Pengertian dan Penjelasan Mengenai Etika Komunikasi Untuk Media Kita
Judul: Etika Komunikasi; Manipulasi Media, Kekerasan, dan Pornografi
Penulis: Haryatmoko
Penerbit: Kanisius, Yogyakarta
Cetakan: Pertama, 2007
Tebal: 180 Halaman
Di abad 21 yang oleh Alvin Toffler disebut dengan abad teknologi-informasi ini, media bukanlah barang langka. Hampir dapat dipastikan, sebagian besar masyarakat kita tidak rela melewatkan hari-harinya tanpa membaca koran, mendengarkan radio, dan menonton acara-acara televisi. Media, cetak ataupun elektronik, dengan demikian memiliki pengaruh yang tidak kecil terhadap kehidupan masyarakat (publik) mengingat kehadirannya yang terus-menerus.

(Petunjuk)
A. Tuliskan secara persis bagian teks tentang etika komunikasi di atas yang berada di antara "Pengertian dan Penjelasan" dan "kehadirannya yang terus-menerus.", termasuk kedua bagian itu.
B. Lanjutkan teks tentang etika komunikasi di atas, dimulai sesudah kalimat terakhir yang tertulis.

(Materi yang disediakan)

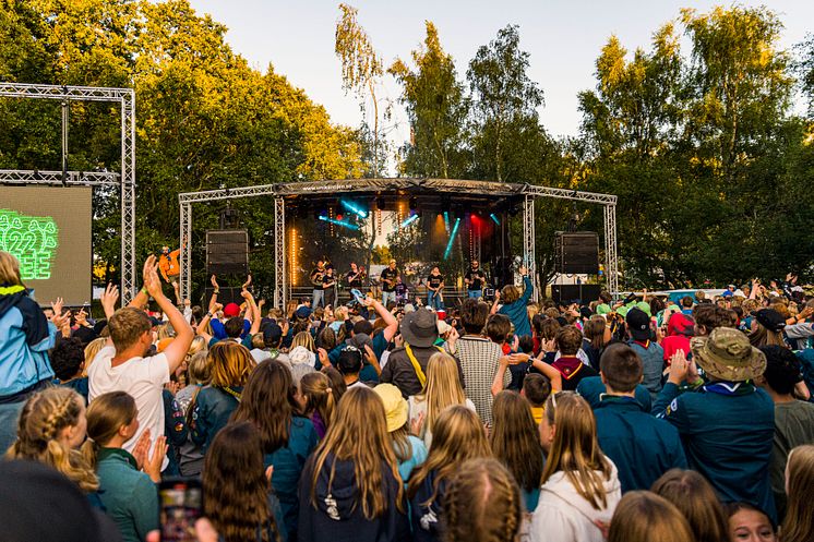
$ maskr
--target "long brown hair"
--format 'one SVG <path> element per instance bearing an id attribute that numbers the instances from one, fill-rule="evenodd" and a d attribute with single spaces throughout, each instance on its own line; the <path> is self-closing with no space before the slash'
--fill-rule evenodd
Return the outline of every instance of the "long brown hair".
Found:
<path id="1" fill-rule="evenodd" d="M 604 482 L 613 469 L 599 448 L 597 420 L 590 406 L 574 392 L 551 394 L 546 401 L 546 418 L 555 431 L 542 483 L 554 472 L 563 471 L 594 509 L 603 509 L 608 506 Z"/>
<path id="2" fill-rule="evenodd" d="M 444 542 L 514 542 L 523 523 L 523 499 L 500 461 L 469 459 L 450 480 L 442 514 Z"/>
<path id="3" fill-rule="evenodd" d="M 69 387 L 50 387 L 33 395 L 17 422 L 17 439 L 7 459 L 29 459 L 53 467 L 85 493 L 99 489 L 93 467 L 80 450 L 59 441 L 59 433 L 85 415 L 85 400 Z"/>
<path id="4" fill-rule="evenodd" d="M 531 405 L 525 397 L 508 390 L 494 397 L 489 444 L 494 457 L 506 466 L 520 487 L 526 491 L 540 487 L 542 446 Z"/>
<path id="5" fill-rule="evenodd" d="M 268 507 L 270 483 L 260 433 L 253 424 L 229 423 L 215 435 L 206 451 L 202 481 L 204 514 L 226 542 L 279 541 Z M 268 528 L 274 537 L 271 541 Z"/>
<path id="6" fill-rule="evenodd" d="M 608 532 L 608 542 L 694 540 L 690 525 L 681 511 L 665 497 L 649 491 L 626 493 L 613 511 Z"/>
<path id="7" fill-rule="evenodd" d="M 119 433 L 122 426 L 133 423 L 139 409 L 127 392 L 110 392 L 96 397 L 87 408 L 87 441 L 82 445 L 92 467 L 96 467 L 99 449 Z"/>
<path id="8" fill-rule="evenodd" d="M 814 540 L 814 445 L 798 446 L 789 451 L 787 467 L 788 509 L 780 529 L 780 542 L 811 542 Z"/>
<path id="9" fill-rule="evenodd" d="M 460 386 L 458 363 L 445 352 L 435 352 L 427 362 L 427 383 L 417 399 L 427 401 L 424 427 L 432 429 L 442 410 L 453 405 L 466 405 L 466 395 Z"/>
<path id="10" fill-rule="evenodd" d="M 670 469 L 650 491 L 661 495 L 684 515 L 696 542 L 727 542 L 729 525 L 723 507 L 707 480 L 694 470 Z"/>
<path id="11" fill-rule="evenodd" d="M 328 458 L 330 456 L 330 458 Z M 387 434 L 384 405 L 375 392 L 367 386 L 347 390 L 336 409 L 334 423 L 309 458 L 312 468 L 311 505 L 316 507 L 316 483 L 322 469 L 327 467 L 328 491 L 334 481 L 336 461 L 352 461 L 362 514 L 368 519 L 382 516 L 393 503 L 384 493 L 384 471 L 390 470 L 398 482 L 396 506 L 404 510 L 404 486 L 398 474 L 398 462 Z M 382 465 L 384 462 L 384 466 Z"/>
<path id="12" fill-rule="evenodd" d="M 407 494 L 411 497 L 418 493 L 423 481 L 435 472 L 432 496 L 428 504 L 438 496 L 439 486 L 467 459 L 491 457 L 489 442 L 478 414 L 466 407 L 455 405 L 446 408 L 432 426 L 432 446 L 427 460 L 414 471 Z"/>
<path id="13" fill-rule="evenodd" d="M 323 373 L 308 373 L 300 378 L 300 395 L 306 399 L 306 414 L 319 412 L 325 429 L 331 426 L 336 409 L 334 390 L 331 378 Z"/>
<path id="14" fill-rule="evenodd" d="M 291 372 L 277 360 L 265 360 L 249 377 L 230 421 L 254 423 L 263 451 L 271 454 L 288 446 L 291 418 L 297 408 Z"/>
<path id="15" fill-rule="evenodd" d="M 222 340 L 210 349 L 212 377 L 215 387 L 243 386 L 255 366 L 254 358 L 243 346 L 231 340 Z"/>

(Jawaban di bawah)
A.
Pengertian dan Penjelasan Mengenai Etika Komunikasi Untuk Media Kita
Judul: Etika Komunikasi; Manipulasi Media, Kekerasan, dan Pornografi
Penulis: Haryatmoko
Penerbit: Kanisius, Yogyakarta
Cetakan: Pertama, 2007
Tebal: 180 Halaman
Di abad 21 yang oleh Alvin Toffler disebut dengan abad teknologi-informasi ini, media bukanlah barang langka. Hampir dapat dipastikan, sebagian besar masyarakat kita tidak rela melewatkan hari-harinya tanpa membaca koran, mendengarkan radio, dan menonton acara-acara televisi. Media, cetak ataupun elektronik, dengan demikian memiliki pengaruh yang tidak kecil terhadap kehidupan masyarakat (publik) mengingat kehadirannya yang terus-menerus.

B.
Karena pengaruhnya yang besar, media kemudian dibebankan banyak fungsi. Menurut Harold D. Laswell, fungsi media bisa dibagi menjadi tiga. Pertama, media memiliki fungsi sebagai pemberi informasi untuk publik luas tentang hal-hal yang berada di luar jangkauan penglihatan mereka. Kedua, media berfungsi melakukan seleksi, evaluasi, dan interpretasi atas informasi yang diperoleh. Ketiga, media berfungsi menyampaikan nilai dan warisan sosial-budaya kepada masyarakat.
Selain ketiga fungsi media tersebut, masih perlu ditambahkan sejumlah fungsi lainnya, yaitu: media memiliki fungsi pendidikan, hiburan, kontrol sosial-politik, promosi atau iklan. Fungsi promosi atau iklan yang diperankan oleh media massa itulah yang sejauh ini menjadikan media makin menonjol keberadaannya. Sebab, dengan fungsi yang dimaksud, pemilik dan pekerja media bisa memperoleh keuntungan finansial.
Persoalannya, dalam konteks kekinian dan kedisinian, banyak media kita yang tidak memainkan fungsi idealnya. Dunia media telah habis-habisan diintervensi dan didikte oleh logika pasar, determinisme ekonomi, dan kepentingan politik tertentu. Akibatnya, hak publik untuk mendapatkan informasi yang benar dan aneka hiburan yang mencerahkan sering tidak dijamin karena adanya pertarungan kepentingan politik dan ekonomi yang lebih dominan.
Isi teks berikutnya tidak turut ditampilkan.